---- DATA FOR THIS EXERCISE

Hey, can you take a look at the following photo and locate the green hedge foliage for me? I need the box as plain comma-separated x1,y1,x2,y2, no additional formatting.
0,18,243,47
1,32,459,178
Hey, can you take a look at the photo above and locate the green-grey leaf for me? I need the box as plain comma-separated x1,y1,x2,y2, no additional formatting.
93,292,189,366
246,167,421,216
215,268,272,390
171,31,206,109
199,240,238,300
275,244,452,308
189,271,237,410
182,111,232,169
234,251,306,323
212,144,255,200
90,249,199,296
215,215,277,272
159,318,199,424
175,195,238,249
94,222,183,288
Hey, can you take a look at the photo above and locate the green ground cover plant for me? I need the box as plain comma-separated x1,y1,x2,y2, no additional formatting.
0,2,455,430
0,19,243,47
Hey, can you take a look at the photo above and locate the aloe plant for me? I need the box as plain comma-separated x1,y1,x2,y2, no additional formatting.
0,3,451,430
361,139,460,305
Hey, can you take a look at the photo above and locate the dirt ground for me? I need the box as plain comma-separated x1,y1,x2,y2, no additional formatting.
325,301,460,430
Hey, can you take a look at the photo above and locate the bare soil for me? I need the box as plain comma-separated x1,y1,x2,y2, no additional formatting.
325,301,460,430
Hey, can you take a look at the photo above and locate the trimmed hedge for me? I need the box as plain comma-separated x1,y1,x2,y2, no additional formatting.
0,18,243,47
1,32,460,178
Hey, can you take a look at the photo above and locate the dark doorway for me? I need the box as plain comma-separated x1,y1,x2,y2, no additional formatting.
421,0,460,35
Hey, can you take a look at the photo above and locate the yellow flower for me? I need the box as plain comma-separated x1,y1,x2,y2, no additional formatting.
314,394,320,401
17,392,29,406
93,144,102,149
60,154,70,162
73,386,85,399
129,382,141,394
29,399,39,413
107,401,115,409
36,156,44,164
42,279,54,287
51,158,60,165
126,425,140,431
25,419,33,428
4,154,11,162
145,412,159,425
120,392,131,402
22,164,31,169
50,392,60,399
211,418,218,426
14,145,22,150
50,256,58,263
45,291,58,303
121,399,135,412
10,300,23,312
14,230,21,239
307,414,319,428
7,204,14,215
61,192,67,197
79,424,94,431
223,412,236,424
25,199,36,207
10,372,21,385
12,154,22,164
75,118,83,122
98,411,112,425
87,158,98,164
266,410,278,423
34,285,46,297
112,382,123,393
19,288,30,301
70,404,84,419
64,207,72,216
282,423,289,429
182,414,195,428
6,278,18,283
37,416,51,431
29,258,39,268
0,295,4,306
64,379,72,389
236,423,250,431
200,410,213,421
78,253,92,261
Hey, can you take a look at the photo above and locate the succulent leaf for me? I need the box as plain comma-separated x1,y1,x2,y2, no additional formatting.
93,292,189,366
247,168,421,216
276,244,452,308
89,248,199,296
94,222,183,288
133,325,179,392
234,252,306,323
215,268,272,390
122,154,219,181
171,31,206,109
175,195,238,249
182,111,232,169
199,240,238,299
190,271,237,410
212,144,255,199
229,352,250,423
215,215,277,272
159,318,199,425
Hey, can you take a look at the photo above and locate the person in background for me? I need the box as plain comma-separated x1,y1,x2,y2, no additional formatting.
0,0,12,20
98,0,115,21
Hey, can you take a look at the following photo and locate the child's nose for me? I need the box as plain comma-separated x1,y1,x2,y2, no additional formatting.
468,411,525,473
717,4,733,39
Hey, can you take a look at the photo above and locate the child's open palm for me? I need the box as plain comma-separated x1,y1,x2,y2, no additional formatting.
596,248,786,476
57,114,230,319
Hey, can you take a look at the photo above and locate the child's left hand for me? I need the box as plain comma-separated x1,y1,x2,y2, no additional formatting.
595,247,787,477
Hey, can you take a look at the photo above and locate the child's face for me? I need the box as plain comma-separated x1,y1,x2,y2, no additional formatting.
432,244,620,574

--------

#### WORK TASK:
Nothing in the data may be left out. Copy all of it exactly.

#### YOUR RESPONSE:
Hey, can you take a look at the following photo and locate the green hedge foliage for me? I need the box as plain comma-separated x1,y1,x2,y2, no additional formatting.
0,18,243,47
1,32,459,178
Hey, can you take a look at the photo above and locate the green-grey leaf for me? I need the box as plain comma-separated x1,y1,x2,y2, no additional formatting.
93,292,189,366
246,167,421,216
215,268,272,390
171,31,206,109
199,240,238,300
275,244,452,308
189,271,237,410
182,111,232,169
234,251,306,323
212,144,255,200
90,249,199,296
215,215,277,272
159,318,199,424
175,195,238,249
94,222,183,288
Hey, can you take a look at the photo above and locate the green ground cover plant for me? I need the box as plain comma-separated x1,y1,x2,y2, no additional formatting.
0,2,455,430
0,19,243,47
Hey, can you take a look at the photo above and locate the aloe plant for me? I need the box as plain comma-separated x1,y1,x2,y2, no additional formatting.
0,3,451,430
361,139,460,305
Hey, can you take a look at the photo above and locate the dirt ground for me? I need the box as plain comma-separated x1,y1,x2,y2, no additional formatting.
325,301,460,430
Hey, can you take a look at the photo above and locate the bare soil for me? I need the box as plain comma-separated x1,y1,x2,y2, no additional formatting.
325,301,460,430
Hey, can you take a look at the photo above and locate the trimmed hedge for me? I need the box as plain comma-separated x1,y1,x2,y2, no additional formatting.
0,18,243,47
1,32,460,178
Hey, can you take a look at the photo above and locate the dark doorway for me? I need the box as plain comma-separated x1,y1,x2,y2, no additional formatting.
421,0,460,35
Hey, can you take a look at the photo above and locate the yellow flower for me? I need the box as plain comma-separated x1,y1,x2,y2, no additional formatting.
314,394,320,401
17,392,29,406
93,144,102,149
60,154,70,162
73,386,85,399
129,382,141,394
29,399,39,413
107,401,115,409
36,156,44,164
42,279,54,287
51,158,60,165
126,425,140,431
25,419,33,428
4,154,11,162
145,412,159,425
120,392,131,402
22,164,31,169
50,392,60,399
211,418,218,426
14,145,22,150
50,256,58,263
45,291,58,303
121,399,135,412
10,300,23,312
14,230,21,239
307,414,319,428
7,204,14,215
61,192,67,197
79,424,94,431
223,412,236,424
25,199,36,207
10,372,21,385
12,154,22,164
75,118,83,122
98,411,112,425
87,158,98,164
266,410,278,423
34,285,46,297
112,382,123,393
19,288,30,301
70,404,84,419
64,207,72,216
282,423,289,429
182,414,195,428
6,278,18,283
37,416,51,431
29,258,39,268
0,295,4,306
64,379,72,389
236,423,250,431
200,410,213,421
78,253,92,261
Hey, can you take a look at the photo above and locate the succulent leaf for me? I need the box as plain comma-separated x1,y1,x2,y2, no additional formatting.
93,292,189,366
247,168,421,216
276,244,452,308
89,248,199,296
94,222,183,288
133,325,179,392
234,252,306,323
215,268,272,390
122,154,219,181
171,31,206,109
175,195,238,249
182,111,232,169
199,240,238,299
190,271,237,410
212,144,255,199
229,352,250,423
215,215,277,272
159,318,199,425
Hey, can you take a look at the photo above and locate the person in background for me? I need the box as plain comma-separated x1,y1,x2,y2, no additional formatting.
0,0,12,20
98,0,115,21
Hey, can you take a look at the following photo and locate the child's nose for me? I need the box as plain comma-separated x1,y1,x2,y2, no additional formatting.
468,411,525,473
717,4,733,39
Hey, can you take a look at the photo above and locate the child's open palm for me? I need the box as plain comma-separated x1,y1,x2,y2, no additional formatting.
596,248,786,476
57,114,230,319
Hey, can you take a look at the photo above and locate the child's left hand for me? I need the box as plain comma-separated x1,y1,x2,y2, no additional formatting.
595,247,787,477
Hey, can you take a look at the photo above and locate the child's face for me? I need the box as plain comma-separated x1,y1,x2,y2, no additional formatting.
432,244,620,574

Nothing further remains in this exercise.